### Page excerpt
Main content
Yerkes genomics research will help predict COVID-19 disease severity, inform treatment decisions

Media Contact

As part of Emory University’s participation in the multi-center Immunophenotyping Assessment in a COVID-19 Cohort (IMPACC), the Yerkes National Primate Research Center has received a one-year, $4.1 million grant supplement from the National Institute of Allergy and Infectious Diseases (NIAID) to track gene expression from 1,000 COVID-19 patients. This information will help IMPACC’s efforts to develop COVID-19 biomarkers, which are necessary for predicting disease severity and informing treatment decisions. Patient recruitment for this study is under way, and the researchers expect to have initial biomarkers results by October. 

Lead researcher Steve Bosinger, PhD, and his research team will produce RNA sequencing data from COVID-19 patients’ blood, which healthcare professionals will collect at several time points after infection. Emory University’s Nadine Rouphael, MD, is one of the healthcare professionals as are providers at more than 15 other academic health centers across the country. Bosinger is assistant professor, Department of Pathology & Laboratory Medicine, Emory School of Medicine (SOM) and Emory Vaccine Center (EVC); director, Yerkes Nonhuman Primate (NHP) Genomics Core; and a researcher in Yerkes’ Division of Microbiology and Immunology. Rouphael is associate professor of medicine, Emory SOM, and IMPACC’s chair, and she is funded by NIAID’s Division of Allergy, Immunology and Transplantation. 

The Emory researchers will combine their sequencing data with data from the University of California, San Francisco, which is Emory’s partner site in this component of the IMPACC study. “The goal of combining the patient data, which hospital systems will begin collecting at 48 hours after admission through one year after hospital discharge, is to develop actionable biomarkers healthcare professionals can use to inform their treatment and management decisions,” says Bosinger.

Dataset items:
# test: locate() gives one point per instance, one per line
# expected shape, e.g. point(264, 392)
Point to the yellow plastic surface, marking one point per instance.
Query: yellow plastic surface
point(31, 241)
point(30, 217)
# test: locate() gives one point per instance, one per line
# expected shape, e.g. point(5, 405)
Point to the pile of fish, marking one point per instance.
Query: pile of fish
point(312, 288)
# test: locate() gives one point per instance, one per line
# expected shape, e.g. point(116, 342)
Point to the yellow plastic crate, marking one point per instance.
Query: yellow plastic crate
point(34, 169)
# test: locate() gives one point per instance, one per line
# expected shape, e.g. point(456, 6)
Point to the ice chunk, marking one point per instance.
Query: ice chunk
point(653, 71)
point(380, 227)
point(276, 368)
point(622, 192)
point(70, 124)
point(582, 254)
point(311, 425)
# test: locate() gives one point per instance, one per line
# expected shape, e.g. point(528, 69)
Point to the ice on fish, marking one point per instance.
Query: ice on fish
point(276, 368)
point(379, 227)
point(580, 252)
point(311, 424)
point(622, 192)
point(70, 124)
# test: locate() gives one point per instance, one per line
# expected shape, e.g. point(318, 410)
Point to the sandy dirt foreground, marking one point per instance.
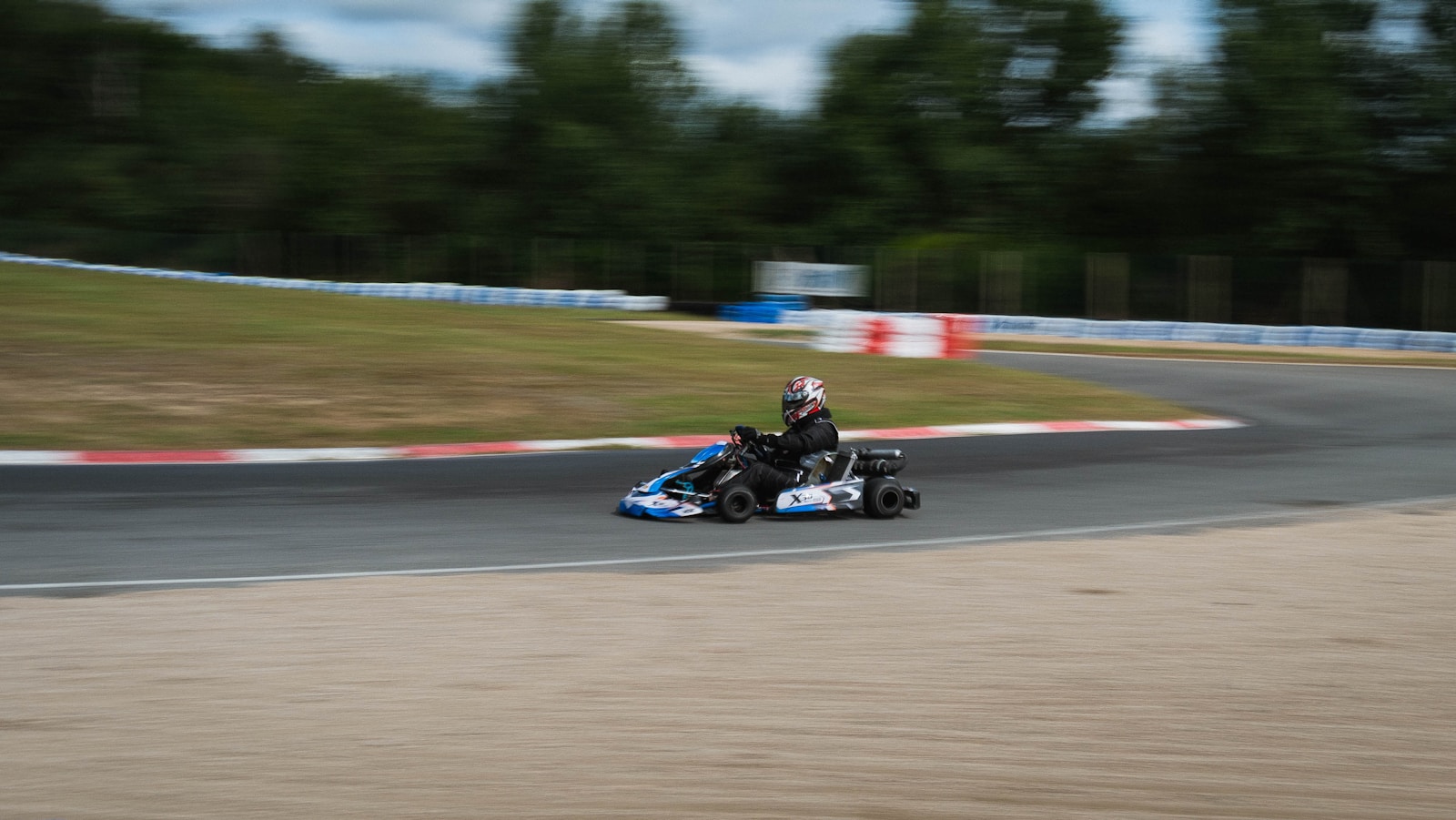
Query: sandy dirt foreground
point(1303, 670)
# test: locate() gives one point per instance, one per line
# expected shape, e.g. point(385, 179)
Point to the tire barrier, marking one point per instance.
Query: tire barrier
point(909, 335)
point(436, 291)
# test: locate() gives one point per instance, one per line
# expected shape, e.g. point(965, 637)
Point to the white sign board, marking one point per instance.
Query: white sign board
point(808, 278)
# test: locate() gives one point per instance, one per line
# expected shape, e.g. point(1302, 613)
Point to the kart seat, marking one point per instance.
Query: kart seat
point(839, 466)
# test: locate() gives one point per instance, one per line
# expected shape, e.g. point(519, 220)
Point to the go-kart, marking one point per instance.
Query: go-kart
point(832, 482)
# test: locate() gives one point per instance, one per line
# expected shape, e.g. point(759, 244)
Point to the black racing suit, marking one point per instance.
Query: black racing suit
point(808, 434)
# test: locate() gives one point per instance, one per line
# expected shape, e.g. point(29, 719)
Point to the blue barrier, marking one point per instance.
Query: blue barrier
point(769, 309)
point(434, 291)
point(1208, 332)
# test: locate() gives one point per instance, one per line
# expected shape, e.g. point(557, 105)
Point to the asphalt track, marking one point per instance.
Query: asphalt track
point(1318, 439)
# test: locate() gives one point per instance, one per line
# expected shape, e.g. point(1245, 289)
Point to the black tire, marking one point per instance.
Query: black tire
point(737, 504)
point(885, 499)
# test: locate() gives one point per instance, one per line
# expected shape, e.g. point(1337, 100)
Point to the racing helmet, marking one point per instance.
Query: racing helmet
point(804, 395)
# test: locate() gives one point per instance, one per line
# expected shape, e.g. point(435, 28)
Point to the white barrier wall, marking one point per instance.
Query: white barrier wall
point(441, 291)
point(941, 335)
point(909, 335)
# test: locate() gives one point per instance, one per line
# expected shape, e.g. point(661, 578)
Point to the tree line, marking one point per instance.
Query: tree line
point(1318, 128)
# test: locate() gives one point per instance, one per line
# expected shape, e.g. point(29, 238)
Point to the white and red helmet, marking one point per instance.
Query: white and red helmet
point(804, 395)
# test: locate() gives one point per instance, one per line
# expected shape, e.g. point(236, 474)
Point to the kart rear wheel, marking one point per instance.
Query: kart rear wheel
point(737, 504)
point(885, 499)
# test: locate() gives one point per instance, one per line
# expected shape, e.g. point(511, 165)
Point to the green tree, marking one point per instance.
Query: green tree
point(951, 124)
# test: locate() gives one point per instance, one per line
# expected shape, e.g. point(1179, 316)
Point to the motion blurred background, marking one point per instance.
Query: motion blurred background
point(1298, 165)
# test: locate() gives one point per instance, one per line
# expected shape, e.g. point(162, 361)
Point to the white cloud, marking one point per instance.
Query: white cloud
point(778, 79)
point(769, 51)
point(407, 47)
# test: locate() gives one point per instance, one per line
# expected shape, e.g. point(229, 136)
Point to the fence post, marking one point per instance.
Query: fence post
point(1436, 296)
point(1001, 281)
point(1325, 291)
point(1210, 288)
point(1107, 286)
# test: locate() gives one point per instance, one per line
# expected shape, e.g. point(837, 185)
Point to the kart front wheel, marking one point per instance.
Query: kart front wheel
point(737, 504)
point(885, 499)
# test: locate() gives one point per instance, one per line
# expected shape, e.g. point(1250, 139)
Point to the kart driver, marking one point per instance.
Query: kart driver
point(810, 431)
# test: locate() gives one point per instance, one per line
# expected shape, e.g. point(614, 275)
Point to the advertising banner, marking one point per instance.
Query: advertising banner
point(808, 278)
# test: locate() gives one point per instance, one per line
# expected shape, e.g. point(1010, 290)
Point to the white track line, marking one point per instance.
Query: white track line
point(606, 562)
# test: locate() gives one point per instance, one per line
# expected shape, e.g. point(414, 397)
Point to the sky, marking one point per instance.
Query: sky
point(768, 51)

### Assignment
Copy out the full Yerkes COVID-19 genomics article above, word for word.

### Answer for the task
Main content
Yerkes genomics research will help predict COVID-19 disease severity, inform treatment decisions

Media Contact

As part of Emory University’s participation in the multi-center Immunophenotyping Assessment in a COVID-19 Cohort (IMPACC), the Yerkes National Primate Research Center has received a one-year, $4.1 million grant supplement from the National Institute of Allergy and Infectious Diseases (NIAID) to track gene expression from 1,000 COVID-19 patients. This information will help IMPACC’s efforts to develop COVID-19 biomarkers, which are necessary for predicting disease severity and informing treatment decisions. Patient recruitment for this study is under way, and the researchers expect to have initial biomarkers results by October. 

Lead researcher Steve Bosinger, PhD, and his research team will produce RNA sequencing data from COVID-19 patients’ blood, which healthcare professionals will collect at several time points after infection. Emory University’s Nadine Rouphael, MD, is one of the healthcare professionals as are providers at more than 15 other academic health centers across the country. Bosinger is assistant professor, Department of Pathology & Laboratory Medicine, Emory School of Medicine (SOM) and Emory Vaccine Center (EVC); director, Yerkes Nonhuman Primate (NHP) Genomics Core; and a researcher in Yerkes’ Division of Microbiology and Immunology. Rouphael is associate professor of medicine, Emory SOM, and IMPACC’s chair, and she is funded by NIAID’s Division of Allergy, Immunology and Transplantation. 

The Emory researchers will combine their sequencing data with data from the University of California, San Francisco, which is Emory’s partner site in this component of the IMPACC study. “The goal of combining the patient data, which hospital systems will begin collecting at 48 hours after admission through one year after hospital discharge, is to develop actionable biomarkers healthcare professionals can use to inform their treatment and management decisions,” says Bosinger.